» **Work to do**:
Pull out every line in the entries below that contains the string "shirt" and copy each such line in full.

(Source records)
— Begin —

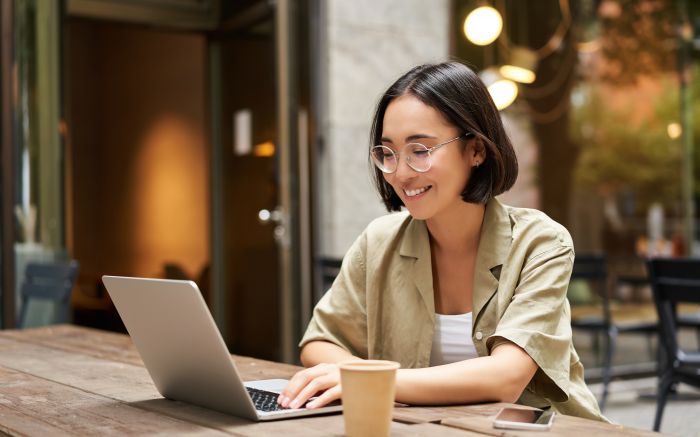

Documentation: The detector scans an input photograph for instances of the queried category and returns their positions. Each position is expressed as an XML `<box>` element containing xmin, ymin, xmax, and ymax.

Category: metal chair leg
<box><xmin>654</xmin><ymin>375</ymin><xmax>673</xmax><ymax>432</ymax></box>
<box><xmin>600</xmin><ymin>326</ymin><xmax>617</xmax><ymax>411</ymax></box>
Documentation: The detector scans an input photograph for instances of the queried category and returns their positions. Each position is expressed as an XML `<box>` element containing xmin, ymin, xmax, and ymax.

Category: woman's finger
<box><xmin>289</xmin><ymin>374</ymin><xmax>338</xmax><ymax>408</ymax></box>
<box><xmin>277</xmin><ymin>364</ymin><xmax>335</xmax><ymax>408</ymax></box>
<box><xmin>306</xmin><ymin>385</ymin><xmax>342</xmax><ymax>408</ymax></box>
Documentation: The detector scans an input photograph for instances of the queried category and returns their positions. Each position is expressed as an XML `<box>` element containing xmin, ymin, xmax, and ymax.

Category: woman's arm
<box><xmin>301</xmin><ymin>341</ymin><xmax>359</xmax><ymax>367</ymax></box>
<box><xmin>279</xmin><ymin>341</ymin><xmax>537</xmax><ymax>408</ymax></box>
<box><xmin>396</xmin><ymin>342</ymin><xmax>537</xmax><ymax>405</ymax></box>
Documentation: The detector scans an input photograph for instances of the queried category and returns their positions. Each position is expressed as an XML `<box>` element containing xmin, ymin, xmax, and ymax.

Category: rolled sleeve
<box><xmin>299</xmin><ymin>233</ymin><xmax>368</xmax><ymax>358</ymax></box>
<box><xmin>487</xmin><ymin>245</ymin><xmax>574</xmax><ymax>401</ymax></box>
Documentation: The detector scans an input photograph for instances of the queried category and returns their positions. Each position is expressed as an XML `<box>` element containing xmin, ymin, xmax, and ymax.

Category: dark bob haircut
<box><xmin>370</xmin><ymin>62</ymin><xmax>518</xmax><ymax>211</ymax></box>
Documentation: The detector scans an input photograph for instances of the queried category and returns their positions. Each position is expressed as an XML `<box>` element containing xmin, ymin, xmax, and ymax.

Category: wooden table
<box><xmin>0</xmin><ymin>325</ymin><xmax>659</xmax><ymax>437</ymax></box>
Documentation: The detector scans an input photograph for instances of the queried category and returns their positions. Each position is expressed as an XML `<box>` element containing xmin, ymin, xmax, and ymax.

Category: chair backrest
<box><xmin>571</xmin><ymin>255</ymin><xmax>610</xmax><ymax>322</ymax></box>
<box><xmin>647</xmin><ymin>258</ymin><xmax>700</xmax><ymax>357</ymax></box>
<box><xmin>319</xmin><ymin>258</ymin><xmax>343</xmax><ymax>293</ymax></box>
<box><xmin>17</xmin><ymin>260</ymin><xmax>78</xmax><ymax>327</ymax></box>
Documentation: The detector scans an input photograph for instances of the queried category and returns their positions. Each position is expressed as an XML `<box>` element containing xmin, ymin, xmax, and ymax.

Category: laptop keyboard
<box><xmin>246</xmin><ymin>387</ymin><xmax>289</xmax><ymax>412</ymax></box>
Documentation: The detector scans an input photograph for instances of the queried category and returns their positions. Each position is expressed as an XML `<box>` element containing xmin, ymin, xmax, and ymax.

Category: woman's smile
<box><xmin>403</xmin><ymin>185</ymin><xmax>433</xmax><ymax>200</ymax></box>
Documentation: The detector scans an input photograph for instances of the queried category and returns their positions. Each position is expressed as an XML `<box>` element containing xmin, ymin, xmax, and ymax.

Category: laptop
<box><xmin>102</xmin><ymin>276</ymin><xmax>342</xmax><ymax>421</ymax></box>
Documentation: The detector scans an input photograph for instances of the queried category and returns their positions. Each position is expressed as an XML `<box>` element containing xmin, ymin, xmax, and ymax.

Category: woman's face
<box><xmin>382</xmin><ymin>94</ymin><xmax>483</xmax><ymax>220</ymax></box>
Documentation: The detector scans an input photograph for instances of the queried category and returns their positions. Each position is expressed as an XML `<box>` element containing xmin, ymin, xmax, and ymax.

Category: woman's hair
<box><xmin>370</xmin><ymin>62</ymin><xmax>518</xmax><ymax>211</ymax></box>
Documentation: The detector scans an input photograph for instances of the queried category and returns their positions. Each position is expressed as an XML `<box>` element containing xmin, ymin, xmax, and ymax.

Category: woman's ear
<box><xmin>469</xmin><ymin>138</ymin><xmax>486</xmax><ymax>167</ymax></box>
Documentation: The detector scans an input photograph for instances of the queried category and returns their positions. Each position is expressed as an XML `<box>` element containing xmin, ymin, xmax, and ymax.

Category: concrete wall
<box><xmin>319</xmin><ymin>0</ymin><xmax>450</xmax><ymax>256</ymax></box>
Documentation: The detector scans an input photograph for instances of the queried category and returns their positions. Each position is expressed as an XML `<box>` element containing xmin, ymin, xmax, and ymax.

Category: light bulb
<box><xmin>464</xmin><ymin>6</ymin><xmax>503</xmax><ymax>46</ymax></box>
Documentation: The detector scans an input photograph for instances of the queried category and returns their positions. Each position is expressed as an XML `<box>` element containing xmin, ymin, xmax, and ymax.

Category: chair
<box><xmin>570</xmin><ymin>255</ymin><xmax>657</xmax><ymax>410</ymax></box>
<box><xmin>315</xmin><ymin>257</ymin><xmax>343</xmax><ymax>302</ymax></box>
<box><xmin>648</xmin><ymin>259</ymin><xmax>700</xmax><ymax>431</ymax></box>
<box><xmin>17</xmin><ymin>260</ymin><xmax>78</xmax><ymax>328</ymax></box>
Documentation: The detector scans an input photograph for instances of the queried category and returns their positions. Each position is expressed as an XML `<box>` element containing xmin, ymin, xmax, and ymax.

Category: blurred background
<box><xmin>0</xmin><ymin>0</ymin><xmax>700</xmax><ymax>430</ymax></box>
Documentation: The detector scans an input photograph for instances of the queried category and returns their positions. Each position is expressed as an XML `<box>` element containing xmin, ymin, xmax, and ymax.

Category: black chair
<box><xmin>648</xmin><ymin>259</ymin><xmax>700</xmax><ymax>431</ymax></box>
<box><xmin>17</xmin><ymin>260</ymin><xmax>78</xmax><ymax>328</ymax></box>
<box><xmin>315</xmin><ymin>257</ymin><xmax>343</xmax><ymax>302</ymax></box>
<box><xmin>571</xmin><ymin>255</ymin><xmax>658</xmax><ymax>410</ymax></box>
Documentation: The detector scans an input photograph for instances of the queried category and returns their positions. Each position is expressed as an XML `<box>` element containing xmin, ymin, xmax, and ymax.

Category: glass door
<box><xmin>209</xmin><ymin>0</ymin><xmax>311</xmax><ymax>362</ymax></box>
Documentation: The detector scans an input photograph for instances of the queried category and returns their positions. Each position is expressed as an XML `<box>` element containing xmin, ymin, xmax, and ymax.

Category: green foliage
<box><xmin>571</xmin><ymin>81</ymin><xmax>684</xmax><ymax>212</ymax></box>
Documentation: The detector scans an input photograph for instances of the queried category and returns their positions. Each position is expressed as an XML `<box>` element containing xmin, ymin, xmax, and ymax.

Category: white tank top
<box><xmin>430</xmin><ymin>313</ymin><xmax>479</xmax><ymax>367</ymax></box>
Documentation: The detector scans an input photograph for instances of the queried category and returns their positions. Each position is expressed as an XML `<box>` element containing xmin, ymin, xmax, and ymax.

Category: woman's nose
<box><xmin>394</xmin><ymin>156</ymin><xmax>418</xmax><ymax>181</ymax></box>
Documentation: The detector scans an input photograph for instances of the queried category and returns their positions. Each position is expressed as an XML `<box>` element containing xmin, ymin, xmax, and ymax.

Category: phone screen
<box><xmin>496</xmin><ymin>408</ymin><xmax>552</xmax><ymax>425</ymax></box>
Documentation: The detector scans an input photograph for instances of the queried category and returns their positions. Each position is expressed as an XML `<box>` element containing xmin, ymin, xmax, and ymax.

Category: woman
<box><xmin>279</xmin><ymin>62</ymin><xmax>605</xmax><ymax>420</ymax></box>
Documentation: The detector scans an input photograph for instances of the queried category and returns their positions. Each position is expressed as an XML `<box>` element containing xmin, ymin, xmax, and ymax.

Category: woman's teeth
<box><xmin>403</xmin><ymin>185</ymin><xmax>430</xmax><ymax>197</ymax></box>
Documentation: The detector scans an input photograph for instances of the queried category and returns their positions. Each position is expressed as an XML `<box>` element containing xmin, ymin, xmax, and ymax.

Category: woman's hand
<box><xmin>277</xmin><ymin>363</ymin><xmax>341</xmax><ymax>408</ymax></box>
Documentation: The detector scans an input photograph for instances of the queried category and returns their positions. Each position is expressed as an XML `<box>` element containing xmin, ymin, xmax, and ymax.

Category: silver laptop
<box><xmin>102</xmin><ymin>276</ymin><xmax>342</xmax><ymax>420</ymax></box>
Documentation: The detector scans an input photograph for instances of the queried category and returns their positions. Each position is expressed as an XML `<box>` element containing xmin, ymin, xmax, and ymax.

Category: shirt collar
<box><xmin>399</xmin><ymin>199</ymin><xmax>513</xmax><ymax>320</ymax></box>
<box><xmin>399</xmin><ymin>199</ymin><xmax>513</xmax><ymax>270</ymax></box>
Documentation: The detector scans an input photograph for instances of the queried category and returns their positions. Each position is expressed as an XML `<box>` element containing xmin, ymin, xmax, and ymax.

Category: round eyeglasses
<box><xmin>370</xmin><ymin>132</ymin><xmax>474</xmax><ymax>173</ymax></box>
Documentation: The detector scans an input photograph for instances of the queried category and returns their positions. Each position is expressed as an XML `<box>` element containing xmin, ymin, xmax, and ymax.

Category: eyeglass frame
<box><xmin>369</xmin><ymin>132</ymin><xmax>474</xmax><ymax>174</ymax></box>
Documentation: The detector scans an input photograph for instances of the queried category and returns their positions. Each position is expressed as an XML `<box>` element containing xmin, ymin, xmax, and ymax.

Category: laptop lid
<box><xmin>102</xmin><ymin>276</ymin><xmax>258</xmax><ymax>420</ymax></box>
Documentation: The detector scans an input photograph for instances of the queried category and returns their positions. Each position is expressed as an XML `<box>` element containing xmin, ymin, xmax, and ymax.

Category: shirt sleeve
<box><xmin>487</xmin><ymin>245</ymin><xmax>574</xmax><ymax>401</ymax></box>
<box><xmin>299</xmin><ymin>233</ymin><xmax>368</xmax><ymax>358</ymax></box>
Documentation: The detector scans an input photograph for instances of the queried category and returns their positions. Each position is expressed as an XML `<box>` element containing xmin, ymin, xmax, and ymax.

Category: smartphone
<box><xmin>493</xmin><ymin>407</ymin><xmax>554</xmax><ymax>431</ymax></box>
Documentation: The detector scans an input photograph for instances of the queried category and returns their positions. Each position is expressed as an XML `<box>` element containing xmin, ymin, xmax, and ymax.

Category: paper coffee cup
<box><xmin>339</xmin><ymin>360</ymin><xmax>401</xmax><ymax>437</ymax></box>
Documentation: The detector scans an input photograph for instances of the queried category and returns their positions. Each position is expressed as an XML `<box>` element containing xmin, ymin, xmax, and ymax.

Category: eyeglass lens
<box><xmin>372</xmin><ymin>143</ymin><xmax>430</xmax><ymax>173</ymax></box>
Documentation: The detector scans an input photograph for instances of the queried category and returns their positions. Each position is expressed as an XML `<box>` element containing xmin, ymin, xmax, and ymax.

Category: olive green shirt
<box><xmin>300</xmin><ymin>199</ymin><xmax>606</xmax><ymax>420</ymax></box>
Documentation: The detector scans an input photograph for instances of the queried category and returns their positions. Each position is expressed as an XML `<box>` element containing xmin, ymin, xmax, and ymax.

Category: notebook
<box><xmin>102</xmin><ymin>276</ymin><xmax>342</xmax><ymax>420</ymax></box>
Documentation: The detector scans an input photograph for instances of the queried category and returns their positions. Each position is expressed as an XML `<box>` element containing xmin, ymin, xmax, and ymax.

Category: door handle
<box><xmin>258</xmin><ymin>206</ymin><xmax>291</xmax><ymax>248</ymax></box>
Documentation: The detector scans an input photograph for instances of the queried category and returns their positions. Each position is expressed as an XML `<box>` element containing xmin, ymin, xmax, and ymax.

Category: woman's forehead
<box><xmin>382</xmin><ymin>95</ymin><xmax>456</xmax><ymax>137</ymax></box>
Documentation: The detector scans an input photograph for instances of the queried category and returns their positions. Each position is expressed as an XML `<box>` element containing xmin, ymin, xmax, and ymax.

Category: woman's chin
<box><xmin>406</xmin><ymin>207</ymin><xmax>430</xmax><ymax>220</ymax></box>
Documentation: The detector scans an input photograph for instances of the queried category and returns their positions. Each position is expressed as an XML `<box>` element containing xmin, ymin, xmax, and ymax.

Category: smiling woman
<box><xmin>279</xmin><ymin>62</ymin><xmax>605</xmax><ymax>420</ymax></box>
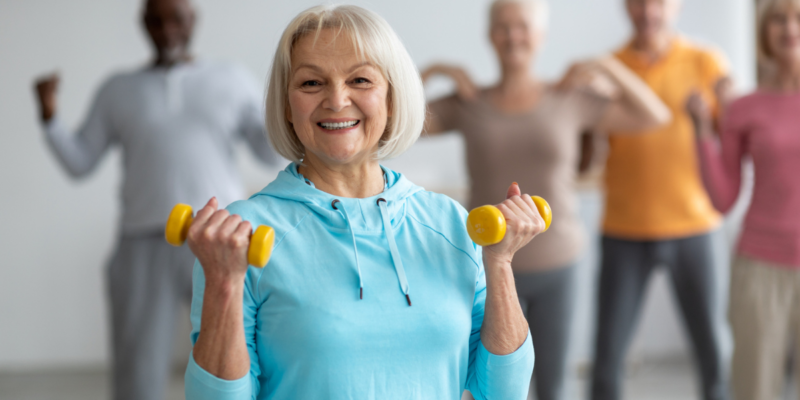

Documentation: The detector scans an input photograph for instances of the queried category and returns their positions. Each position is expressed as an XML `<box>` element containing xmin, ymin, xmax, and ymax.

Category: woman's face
<box><xmin>286</xmin><ymin>29</ymin><xmax>391</xmax><ymax>167</ymax></box>
<box><xmin>489</xmin><ymin>3</ymin><xmax>543</xmax><ymax>68</ymax></box>
<box><xmin>764</xmin><ymin>4</ymin><xmax>800</xmax><ymax>65</ymax></box>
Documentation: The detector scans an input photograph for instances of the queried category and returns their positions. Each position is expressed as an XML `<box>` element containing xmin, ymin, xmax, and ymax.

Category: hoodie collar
<box><xmin>253</xmin><ymin>163</ymin><xmax>424</xmax><ymax>234</ymax></box>
<box><xmin>253</xmin><ymin>163</ymin><xmax>422</xmax><ymax>306</ymax></box>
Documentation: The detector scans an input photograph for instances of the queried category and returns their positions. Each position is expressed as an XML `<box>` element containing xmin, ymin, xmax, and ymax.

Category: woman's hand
<box><xmin>187</xmin><ymin>197</ymin><xmax>252</xmax><ymax>283</ymax></box>
<box><xmin>34</xmin><ymin>74</ymin><xmax>60</xmax><ymax>122</ymax></box>
<box><xmin>556</xmin><ymin>57</ymin><xmax>620</xmax><ymax>100</ymax></box>
<box><xmin>483</xmin><ymin>182</ymin><xmax>545</xmax><ymax>265</ymax></box>
<box><xmin>420</xmin><ymin>64</ymin><xmax>478</xmax><ymax>101</ymax></box>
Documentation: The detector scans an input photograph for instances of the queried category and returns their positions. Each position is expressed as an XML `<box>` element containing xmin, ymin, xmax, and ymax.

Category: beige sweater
<box><xmin>428</xmin><ymin>88</ymin><xmax>607</xmax><ymax>272</ymax></box>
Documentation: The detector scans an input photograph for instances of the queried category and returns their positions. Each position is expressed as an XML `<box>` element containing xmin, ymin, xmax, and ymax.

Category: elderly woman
<box><xmin>423</xmin><ymin>0</ymin><xmax>670</xmax><ymax>400</ymax></box>
<box><xmin>689</xmin><ymin>0</ymin><xmax>800</xmax><ymax>400</ymax></box>
<box><xmin>186</xmin><ymin>6</ymin><xmax>544</xmax><ymax>400</ymax></box>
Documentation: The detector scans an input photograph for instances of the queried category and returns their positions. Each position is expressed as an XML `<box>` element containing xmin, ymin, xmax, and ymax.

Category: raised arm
<box><xmin>185</xmin><ymin>199</ymin><xmax>260</xmax><ymax>400</ymax></box>
<box><xmin>467</xmin><ymin>184</ymin><xmax>545</xmax><ymax>400</ymax></box>
<box><xmin>558</xmin><ymin>56</ymin><xmax>672</xmax><ymax>133</ymax></box>
<box><xmin>35</xmin><ymin>74</ymin><xmax>112</xmax><ymax>178</ymax></box>
<box><xmin>420</xmin><ymin>64</ymin><xmax>478</xmax><ymax>135</ymax></box>
<box><xmin>595</xmin><ymin>56</ymin><xmax>672</xmax><ymax>132</ymax></box>
<box><xmin>686</xmin><ymin>78</ymin><xmax>745</xmax><ymax>213</ymax></box>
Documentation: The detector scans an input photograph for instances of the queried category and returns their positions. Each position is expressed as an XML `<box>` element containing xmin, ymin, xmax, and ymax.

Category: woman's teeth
<box><xmin>319</xmin><ymin>119</ymin><xmax>358</xmax><ymax>130</ymax></box>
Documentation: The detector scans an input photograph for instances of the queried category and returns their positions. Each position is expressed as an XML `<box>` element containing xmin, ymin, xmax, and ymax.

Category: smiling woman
<box><xmin>186</xmin><ymin>6</ymin><xmax>545</xmax><ymax>400</ymax></box>
<box><xmin>267</xmin><ymin>6</ymin><xmax>425</xmax><ymax>165</ymax></box>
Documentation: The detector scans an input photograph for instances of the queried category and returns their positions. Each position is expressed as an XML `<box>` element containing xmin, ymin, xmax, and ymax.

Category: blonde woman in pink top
<box><xmin>422</xmin><ymin>0</ymin><xmax>671</xmax><ymax>400</ymax></box>
<box><xmin>687</xmin><ymin>0</ymin><xmax>800</xmax><ymax>400</ymax></box>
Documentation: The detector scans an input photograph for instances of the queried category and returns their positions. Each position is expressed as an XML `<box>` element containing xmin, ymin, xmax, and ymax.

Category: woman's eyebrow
<box><xmin>294</xmin><ymin>61</ymin><xmax>375</xmax><ymax>74</ymax></box>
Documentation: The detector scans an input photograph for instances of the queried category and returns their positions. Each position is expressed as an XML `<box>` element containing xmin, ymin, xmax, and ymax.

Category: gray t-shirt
<box><xmin>45</xmin><ymin>61</ymin><xmax>279</xmax><ymax>233</ymax></box>
<box><xmin>428</xmin><ymin>88</ymin><xmax>607</xmax><ymax>272</ymax></box>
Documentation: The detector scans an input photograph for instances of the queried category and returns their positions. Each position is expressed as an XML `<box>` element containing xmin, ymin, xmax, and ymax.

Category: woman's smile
<box><xmin>317</xmin><ymin>118</ymin><xmax>361</xmax><ymax>133</ymax></box>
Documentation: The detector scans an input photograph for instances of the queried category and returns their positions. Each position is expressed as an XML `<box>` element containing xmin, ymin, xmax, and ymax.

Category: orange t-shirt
<box><xmin>603</xmin><ymin>38</ymin><xmax>726</xmax><ymax>240</ymax></box>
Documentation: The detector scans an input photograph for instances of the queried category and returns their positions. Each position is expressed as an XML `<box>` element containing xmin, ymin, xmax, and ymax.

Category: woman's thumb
<box><xmin>506</xmin><ymin>182</ymin><xmax>522</xmax><ymax>199</ymax></box>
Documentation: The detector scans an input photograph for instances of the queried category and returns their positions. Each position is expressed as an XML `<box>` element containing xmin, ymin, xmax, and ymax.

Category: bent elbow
<box><xmin>653</xmin><ymin>106</ymin><xmax>672</xmax><ymax>128</ymax></box>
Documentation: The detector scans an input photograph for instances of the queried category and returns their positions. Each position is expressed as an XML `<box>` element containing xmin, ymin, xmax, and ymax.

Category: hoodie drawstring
<box><xmin>331</xmin><ymin>199</ymin><xmax>364</xmax><ymax>299</ymax></box>
<box><xmin>377</xmin><ymin>198</ymin><xmax>411</xmax><ymax>306</ymax></box>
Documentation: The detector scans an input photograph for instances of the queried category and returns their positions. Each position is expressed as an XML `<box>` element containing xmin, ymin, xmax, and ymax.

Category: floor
<box><xmin>6</xmin><ymin>361</ymin><xmax>797</xmax><ymax>400</ymax></box>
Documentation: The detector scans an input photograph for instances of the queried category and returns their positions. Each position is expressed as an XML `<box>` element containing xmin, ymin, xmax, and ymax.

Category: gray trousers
<box><xmin>514</xmin><ymin>265</ymin><xmax>576</xmax><ymax>400</ymax></box>
<box><xmin>591</xmin><ymin>234</ymin><xmax>728</xmax><ymax>400</ymax></box>
<box><xmin>106</xmin><ymin>232</ymin><xmax>195</xmax><ymax>400</ymax></box>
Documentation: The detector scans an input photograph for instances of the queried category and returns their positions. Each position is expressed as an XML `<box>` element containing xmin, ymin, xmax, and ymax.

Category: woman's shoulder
<box><xmin>406</xmin><ymin>191</ymin><xmax>479</xmax><ymax>263</ymax></box>
<box><xmin>226</xmin><ymin>194</ymin><xmax>310</xmax><ymax>241</ymax></box>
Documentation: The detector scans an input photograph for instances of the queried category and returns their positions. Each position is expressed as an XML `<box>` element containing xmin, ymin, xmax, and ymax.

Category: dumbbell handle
<box><xmin>467</xmin><ymin>196</ymin><xmax>553</xmax><ymax>246</ymax></box>
<box><xmin>164</xmin><ymin>204</ymin><xmax>275</xmax><ymax>268</ymax></box>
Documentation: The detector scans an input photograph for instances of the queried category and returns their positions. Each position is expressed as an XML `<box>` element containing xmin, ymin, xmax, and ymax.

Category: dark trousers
<box><xmin>591</xmin><ymin>234</ymin><xmax>728</xmax><ymax>400</ymax></box>
<box><xmin>514</xmin><ymin>265</ymin><xmax>576</xmax><ymax>400</ymax></box>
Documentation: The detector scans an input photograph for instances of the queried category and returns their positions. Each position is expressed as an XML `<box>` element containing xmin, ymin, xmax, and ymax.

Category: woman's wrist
<box><xmin>205</xmin><ymin>276</ymin><xmax>244</xmax><ymax>300</ymax></box>
<box><xmin>483</xmin><ymin>249</ymin><xmax>514</xmax><ymax>270</ymax></box>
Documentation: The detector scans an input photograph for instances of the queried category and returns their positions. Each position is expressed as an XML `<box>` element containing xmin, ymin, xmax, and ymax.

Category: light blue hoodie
<box><xmin>186</xmin><ymin>164</ymin><xmax>534</xmax><ymax>400</ymax></box>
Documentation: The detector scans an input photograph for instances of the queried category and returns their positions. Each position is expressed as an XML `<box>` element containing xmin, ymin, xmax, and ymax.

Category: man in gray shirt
<box><xmin>36</xmin><ymin>0</ymin><xmax>279</xmax><ymax>400</ymax></box>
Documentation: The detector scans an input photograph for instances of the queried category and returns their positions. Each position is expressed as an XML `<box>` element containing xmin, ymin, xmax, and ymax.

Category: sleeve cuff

— End —

» **Task response**:
Category: shirt collar
Category: shirt sleeve
Category: olive green shirt
Category: gray t-shirt
Category: orange t-shirt
Category: man in gray shirt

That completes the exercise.